*Selected text*:
CONNECTION SYSTEM COMPRISING A CONNECTOR AND A RECEPTACLE

Abstract

A connection system including a connector and a receptacle through each of which an optical fiber is passed, wherein the connector includes a ferrule and also a cylindrical shoulder with a larger diameter than the ferrule on the side of the ferrule facing the fiber and the receptacle has a stepped bore for receiving the ferrule and the cylindrical shoulder, wherein the dimensions of the ferrule, of the cylindrical shoulder and of the stepped bore correspond to a standard FSMA connector or receptacle, wherein the connector has at least one groove and the receptacle at least one tongue corresponding thereto, wherein the tongue projects into the groove when the connector and receptacle are plugged together and wherein the groove is defined on the cylindrical shoulder and the tongue is defined on the bore.

Description

CROSS REFERENCE TO RELATED APPLICATIONS

This is a U.S. National Phase application of PCT application number PCT/EP2008/003833, filed May 13, 2008, which claims priority benefit of German application number DE 10 2007 023 250.2 (filed May 18, 2007), the content of such applications being incorporated herein by reference.

FIELD OF THE INVENTION

The present invention relates to a connection system, a connector and a receptacle.

BACKGROUND OF THE INVENTION

The FSMA (also SMA) connector (FSMA=field installable subminiature assembly) is one of the first optical fibre (OF) connectors to have been internationally standardized. It is standardized by the document IEC-SC 86B(CO)20. The FSMA connector is a screw connector in which the fibre is carried in a relatively long metal ferrule with a pin diameter of 3.175 mm which is surface-ground at the contact face.

The FSMA plug-in connection can be used for multimode fibres, graded-index profiled fibres and step-index profiled fibres. The optical fibre is permanently and reliably connected to the connector or the coupling by means of adhesive. The FSMA connector is available in two versions with a continuous cylindrical connector pin (version 905) and with a tapered connector pin for centering sleeves (version 906).

*Items*:
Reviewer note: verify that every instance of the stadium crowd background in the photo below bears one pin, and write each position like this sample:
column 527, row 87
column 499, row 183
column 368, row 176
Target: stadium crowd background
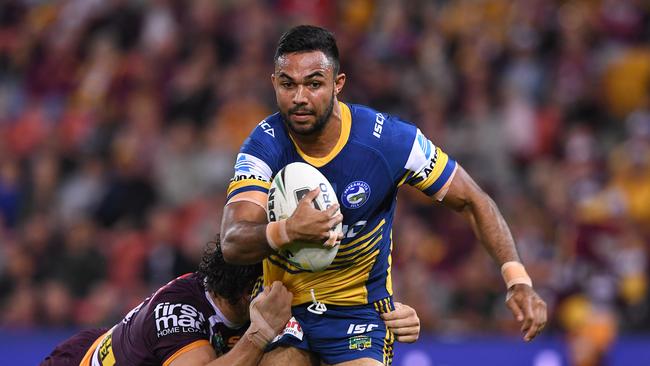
column 120, row 121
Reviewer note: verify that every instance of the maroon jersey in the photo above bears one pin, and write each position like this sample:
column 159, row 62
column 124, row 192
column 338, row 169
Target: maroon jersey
column 178, row 317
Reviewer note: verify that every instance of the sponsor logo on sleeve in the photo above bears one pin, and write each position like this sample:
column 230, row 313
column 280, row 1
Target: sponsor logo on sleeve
column 177, row 318
column 292, row 328
column 266, row 127
column 250, row 167
column 379, row 125
column 356, row 194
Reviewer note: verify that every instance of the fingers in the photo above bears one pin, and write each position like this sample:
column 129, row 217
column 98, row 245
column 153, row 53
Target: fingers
column 335, row 220
column 529, row 309
column 514, row 307
column 331, row 211
column 528, row 327
column 311, row 196
column 539, row 319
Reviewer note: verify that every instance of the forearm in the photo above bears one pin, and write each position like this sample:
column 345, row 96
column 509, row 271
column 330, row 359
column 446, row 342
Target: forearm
column 491, row 229
column 245, row 243
column 244, row 353
column 243, row 233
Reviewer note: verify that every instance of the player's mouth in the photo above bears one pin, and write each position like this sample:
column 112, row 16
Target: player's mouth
column 301, row 116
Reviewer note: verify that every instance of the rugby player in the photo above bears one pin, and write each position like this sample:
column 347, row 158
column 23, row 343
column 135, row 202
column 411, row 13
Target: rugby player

*Stated problem 1*: In the connector patent text, what is the pin diameter of the metal ferrule in the FSMA connector?
*Stated problem 2*: Reproduce the connector patent text word for word, everything from "A connection system including" down to "on the bore.".
*Stated problem 3*: Write the next part of the connector patent text, continuing after its final sentence.

*Expected answer 1*: 3.175 mm

*Expected answer 2*:
A connection system including a connector and a receptacle through each of which an optical fiber is passed, wherein the connector includes a ferrule and also a cylindrical shoulder with a larger diameter than the ferrule on the side of the ferrule facing the fiber and the receptacle has a stepped bore for receiving the ferrule and the cylindrical shoulder, wherein the dimensions of the ferrule, of the cylindrical shoulder and of the stepped bore correspond to a standard FSMA connector or receptacle, wherein the connector has at least one groove and the receptacle at least one tongue corresponding thereto, wherein the tongue projects into the groove when the connector and receptacle are plugged together and wherein the groove is defined on the cylindrical shoulder and the tongue is defined on the bore.

*Expected answer 3*:
The connection between connector and receptacle has no protection against turning, which manifests itself negatively in the insertion loss, e.g. in the form of scratches and concomitant higher loss, upon repeated opening and closing due to the friction occurring at the end-faces of the optical fibres. Moreover, the connector can be affected at high response torques by bending of the fibre guide, which can likewise worsen its insertion loss.

Also, any connectors can be inserted into any receptacles, with the result that there is no distinction between different connection possibilities. WO2004/097988 discloses, as a solution to the last-named problem, a connector with a shoulder at the end-face of the ferrule. This can be introduced both into a receptacle according to version 905 or 906 and into a corresponding receptacle with a stepped bore corresponding to the shoulder. Conversely, a standard FSMA connector cannot be introduced into the receptacle according to WO2004/097988.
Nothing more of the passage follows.